"""

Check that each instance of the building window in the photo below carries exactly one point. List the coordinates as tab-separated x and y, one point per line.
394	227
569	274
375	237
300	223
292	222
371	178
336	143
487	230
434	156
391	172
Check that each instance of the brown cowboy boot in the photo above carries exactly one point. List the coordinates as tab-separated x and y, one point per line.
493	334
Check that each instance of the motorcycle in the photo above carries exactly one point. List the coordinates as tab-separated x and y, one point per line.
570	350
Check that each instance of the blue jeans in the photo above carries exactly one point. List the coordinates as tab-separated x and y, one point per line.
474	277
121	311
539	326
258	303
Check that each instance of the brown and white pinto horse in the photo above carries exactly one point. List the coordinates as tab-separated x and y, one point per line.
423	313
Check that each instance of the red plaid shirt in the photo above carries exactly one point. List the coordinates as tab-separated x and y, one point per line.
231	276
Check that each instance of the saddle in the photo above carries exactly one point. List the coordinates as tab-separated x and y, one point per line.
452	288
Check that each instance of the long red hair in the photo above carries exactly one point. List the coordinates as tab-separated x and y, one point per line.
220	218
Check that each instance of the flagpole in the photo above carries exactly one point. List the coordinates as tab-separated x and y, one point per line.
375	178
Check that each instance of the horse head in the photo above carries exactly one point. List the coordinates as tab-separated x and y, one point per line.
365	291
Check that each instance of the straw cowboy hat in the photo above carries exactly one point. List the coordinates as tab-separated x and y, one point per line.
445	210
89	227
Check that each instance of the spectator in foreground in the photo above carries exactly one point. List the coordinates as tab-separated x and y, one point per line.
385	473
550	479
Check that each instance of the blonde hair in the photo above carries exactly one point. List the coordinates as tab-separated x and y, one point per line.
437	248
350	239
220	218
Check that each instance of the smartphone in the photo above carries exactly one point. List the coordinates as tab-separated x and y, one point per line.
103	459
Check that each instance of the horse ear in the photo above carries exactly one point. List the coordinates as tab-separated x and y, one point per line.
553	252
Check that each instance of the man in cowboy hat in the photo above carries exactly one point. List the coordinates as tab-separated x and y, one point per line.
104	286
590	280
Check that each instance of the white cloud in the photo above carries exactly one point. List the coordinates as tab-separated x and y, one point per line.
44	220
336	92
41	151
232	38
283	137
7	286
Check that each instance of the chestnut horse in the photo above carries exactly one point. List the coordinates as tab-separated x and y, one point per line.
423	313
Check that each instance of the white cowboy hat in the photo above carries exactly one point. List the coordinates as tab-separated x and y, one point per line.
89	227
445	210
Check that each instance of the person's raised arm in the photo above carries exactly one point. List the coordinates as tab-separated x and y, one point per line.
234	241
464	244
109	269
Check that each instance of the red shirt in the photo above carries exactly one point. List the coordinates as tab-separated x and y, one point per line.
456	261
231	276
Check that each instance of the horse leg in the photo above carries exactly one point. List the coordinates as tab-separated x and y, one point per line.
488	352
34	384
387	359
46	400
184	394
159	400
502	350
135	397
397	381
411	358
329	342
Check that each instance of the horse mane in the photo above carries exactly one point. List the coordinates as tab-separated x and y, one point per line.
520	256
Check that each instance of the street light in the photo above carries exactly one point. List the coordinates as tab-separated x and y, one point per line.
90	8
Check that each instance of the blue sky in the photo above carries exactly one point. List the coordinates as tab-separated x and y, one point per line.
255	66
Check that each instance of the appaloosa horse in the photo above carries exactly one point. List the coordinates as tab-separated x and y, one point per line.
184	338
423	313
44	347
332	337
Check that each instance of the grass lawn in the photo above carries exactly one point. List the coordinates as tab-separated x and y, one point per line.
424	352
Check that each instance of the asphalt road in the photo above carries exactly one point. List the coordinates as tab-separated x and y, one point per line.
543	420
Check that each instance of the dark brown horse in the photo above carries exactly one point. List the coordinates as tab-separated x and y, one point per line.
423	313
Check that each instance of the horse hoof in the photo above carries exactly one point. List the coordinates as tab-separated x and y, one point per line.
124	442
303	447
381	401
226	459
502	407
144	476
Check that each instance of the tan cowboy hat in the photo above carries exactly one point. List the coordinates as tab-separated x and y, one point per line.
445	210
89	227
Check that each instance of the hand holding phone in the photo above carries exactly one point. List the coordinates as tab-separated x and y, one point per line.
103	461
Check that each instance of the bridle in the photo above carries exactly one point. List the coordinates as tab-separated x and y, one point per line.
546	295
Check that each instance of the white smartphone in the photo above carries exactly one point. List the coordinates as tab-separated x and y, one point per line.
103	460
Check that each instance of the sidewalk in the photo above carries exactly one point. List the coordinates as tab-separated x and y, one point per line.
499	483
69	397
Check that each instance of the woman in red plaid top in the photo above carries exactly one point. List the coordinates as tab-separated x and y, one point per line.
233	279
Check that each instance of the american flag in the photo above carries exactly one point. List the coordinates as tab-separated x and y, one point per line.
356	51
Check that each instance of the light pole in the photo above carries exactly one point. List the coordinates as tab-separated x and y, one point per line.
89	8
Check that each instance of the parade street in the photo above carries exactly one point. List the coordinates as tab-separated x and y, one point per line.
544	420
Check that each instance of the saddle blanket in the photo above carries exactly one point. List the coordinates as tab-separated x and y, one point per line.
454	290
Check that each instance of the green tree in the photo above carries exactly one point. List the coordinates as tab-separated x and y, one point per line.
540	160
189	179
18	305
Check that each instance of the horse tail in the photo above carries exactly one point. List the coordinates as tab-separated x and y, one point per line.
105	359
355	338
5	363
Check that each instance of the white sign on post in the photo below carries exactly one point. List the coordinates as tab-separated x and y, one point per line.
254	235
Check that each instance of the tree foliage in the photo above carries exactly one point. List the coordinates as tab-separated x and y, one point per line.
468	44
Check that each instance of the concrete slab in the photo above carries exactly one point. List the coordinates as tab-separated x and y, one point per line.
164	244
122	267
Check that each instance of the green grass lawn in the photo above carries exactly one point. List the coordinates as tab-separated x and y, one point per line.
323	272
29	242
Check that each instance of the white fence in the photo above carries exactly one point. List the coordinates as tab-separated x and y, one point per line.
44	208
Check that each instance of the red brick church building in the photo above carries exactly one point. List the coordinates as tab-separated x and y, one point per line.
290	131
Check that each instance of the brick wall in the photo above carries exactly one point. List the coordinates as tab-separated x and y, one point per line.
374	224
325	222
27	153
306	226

"""

Send back all of the entries exactly, with nothing missing.

> [FULL SOLUTION]
Check that each instance of the building window in the photo below carries exactly one point. List the coordinates as tab-separated x and y, one point per line.
394	227
569	274
375	237
300	223
292	222
371	178
336	143
487	230
434	156
391	172
Check that each instance of the brown cowboy boot in the photo above carries exactly one point. List the coordinates as tab-separated x and y, one point per line.
493	334
Check that each instance of the motorcycle in the photo above carries exactly one point. List the coordinates as tab-separated x and y, one point per line.
570	350
Check that each instance of the blue jeans in the photo above carries exactly one point. List the coordinates as tab-separated x and y, one point per line.
474	277
121	311
539	326
258	303
Check that each instance of the brown and white pinto horse in the photo above carries exactly one point. List the coordinates as tab-separated x and y, one point per line.
423	313
Check that each instance of the red plaid shirt in the photo above carries exactly one point. List the coordinates as tab-separated x and y, one point per line.
231	276
Check that each instance of the saddle in the photo above carries exactly one point. List the coordinates as tab-separated x and y, one point per line.
452	288
Check that each instance of the long red hair in the photo above carries exactly one point. List the coordinates as tab-separated x and y, one point per line.
220	218
Check that each instance of the flagpole in the photo above carries exactly one point. List the coordinates as tab-separated x and y, one point per line.
375	178
Check that each instance of the horse head in the photo above carries exactly one point. List the coordinates as tab-separated x and y, one point per line.
365	291
Check that each instance of the straw cowboy hat in the photo above carries exactly one point. List the coordinates as tab-separated x and y, one point per line.
445	210
89	227
Check that each instance of the spectator in foreground in the photo above carries exactly one point. List the coordinates as tab-separated x and y, one point per line.
385	473
550	479
Check that each instance of the blonde hair in the photo above carries exactly one point. List the coordinates as tab-separated x and y, one point per line.
437	248
350	239
220	218
Check that each instance of the smartphone in the photo above carries exactly one point. List the coordinates as tab-separated x and y, one point per line.
103	459
Check that each instance of the horse ear in the photo above carries exactly one point. List the coordinates as tab-separated x and y, one point per line.
553	252
Check that each instance of the man in cowboy hat in the photo above carries exactly one point. List the coordinates as tab-separated x and y, one point per line.
104	286
590	280
Check that each instance of the white cloud in the photo above carries exactly one point. List the coordinates as tab-separated x and y, one point per line.
44	220
336	92
41	151
232	38
283	137
7	286
Check that each instance of the chestnut horse in the photo above carries exactly one point. List the coordinates as tab-separated x and y, one point per line.
423	313
Check that each instance of the white cowboy hat in the photo above carries exactly one point. List the coordinates as tab-separated x and y, one point per line.
89	227
445	210
Check that each instance of the person's raised arm in the photo above carries exactly one point. List the coordinates as tab-separated x and y, one point per line.
234	241
464	244
109	269
Check that each instance of the red shirt in the photo above carries exactly one point. List the coordinates as tab-separated x and y, one point per line.
456	261
231	276
Check that each instance of the horse leg in the photo above carries exactly one point. List the coordinates as tab-separated x and y, one point per line.
488	352
34	384
387	359
46	400
184	394
159	400
502	350
135	397
397	381
411	358
329	342
Check that each instance of the horse mane in the photo above carries exactly one point. List the coordinates as tab-separated x and y, one point per line.
520	256
Check that each instance of the street light in the photo above carries exactly one point. List the coordinates as tab-separated x and y, one point per line.
90	8
Check that each instance of the blue sky in the photo above carries exactly one point. List the coordinates as tab-separated x and y, one point per line.
255	66
Check that each instance of the appaloosa horse in the photo above carries exactly one point. List the coordinates as tab-separated x and y, one point per line.
184	338
423	313
44	347
332	337
Check that each instance of the grass lawn in the photo above carries exactly one point. List the coordinates as tab-separated x and y, one point per line.
424	352
Check that each instance of the asphalt road in the photo above carries exactly one point. List the coordinates as tab-separated x and y, one point per line.
543	420
Check that each instance of the dark brown horse in the photo above carries exactly one point. List the coordinates as tab-separated x and y, one point per line.
423	313
Check that each instance of the horse hoof in the photo above carries exactly one point. List the coordinates as tab-separated x and y, one point per line.
124	442
303	447
381	401
226	459
502	407
144	476
Check that each instance of the tan cowboy hat in the photo above carries exactly one point. List the coordinates as tab-separated x and y, one point per line.
445	210
89	227
Check that each instance of the hand holding phone in the photo above carries exactly one point. List the coordinates as tab-separated x and y, one point per line.
103	461
Check that each instance of the bridle in the photo above carries exactly one point. List the coordinates as tab-separated x and y, one point per line.
546	295
Check that each instance of the white smartphone in the photo above carries exactly one point. List the coordinates as tab-separated x and y, one point per line.
103	460
Check that each instance of the sidewalk in the photo above carries exactly one point. List the coordinates as tab-separated x and y, one point per line.
499	483
69	397
Check that each instance of the woman in red plaid top in the photo above carries exactly one point. List the coordinates as tab-separated x and y, one point per line.
233	279
Check that each instance of the american flag in the photo above carries exactly one point. List the coordinates as tab-separated x and y, one point per line.
356	51
Check that each instance of the light pole in the photo above carries exactly one point. List the coordinates as tab-separated x and y, one point per line.
89	8
Check that each instance of the parade street in the photo above carries exactly one point. List the coordinates as tab-separated x and y, one point per line.
544	420
Check that each instance of the saddle blanket in the photo above carries exactly one point. List the coordinates as tab-separated x and y, one point per line.
454	290
Check that each instance of the green tree in the photo above carries exactly one point. List the coordinates as tab-separated x and y, one point per line.
540	160
189	179
18	305
Check that each instance of the horse tail in the photo above carries exactly one point. List the coordinates as tab-separated x and y, one point per line.
105	359
355	338
5	363
Check that each instance of the white sign on post in the photo below carries exactly one point. List the coordinates as tab-separated x and y, one point per line.
254	235
Check that each instance of the tree foliage in the photo above carries exactly one point. List the coordinates as tab-separated x and y, one point per line.
468	44
Check that each instance of the concrete slab in the photo above carries exactly one point. List the coordinates as tab-separated x and y, one point per line.
164	244
122	267
Check that each instance of the green grass lawn in the photo above carries exactly one point. List the coordinates as tab-separated x and y, one point per line.
323	272
29	242
Check that each instance of the white fence in the photo above carries exactly one point. List the coordinates as tab-separated x and y, one point per line.
44	208
Check that each instance of the red brick church building in the photo above carries exactly one point. List the coordinates as tab-separated x and y, one point per line.
290	131
Check that each instance of the brick wall in the photo above carries exactly one point. List the coordinates as tab-separated x and y, one point per line.
374	224
325	222
27	153
306	226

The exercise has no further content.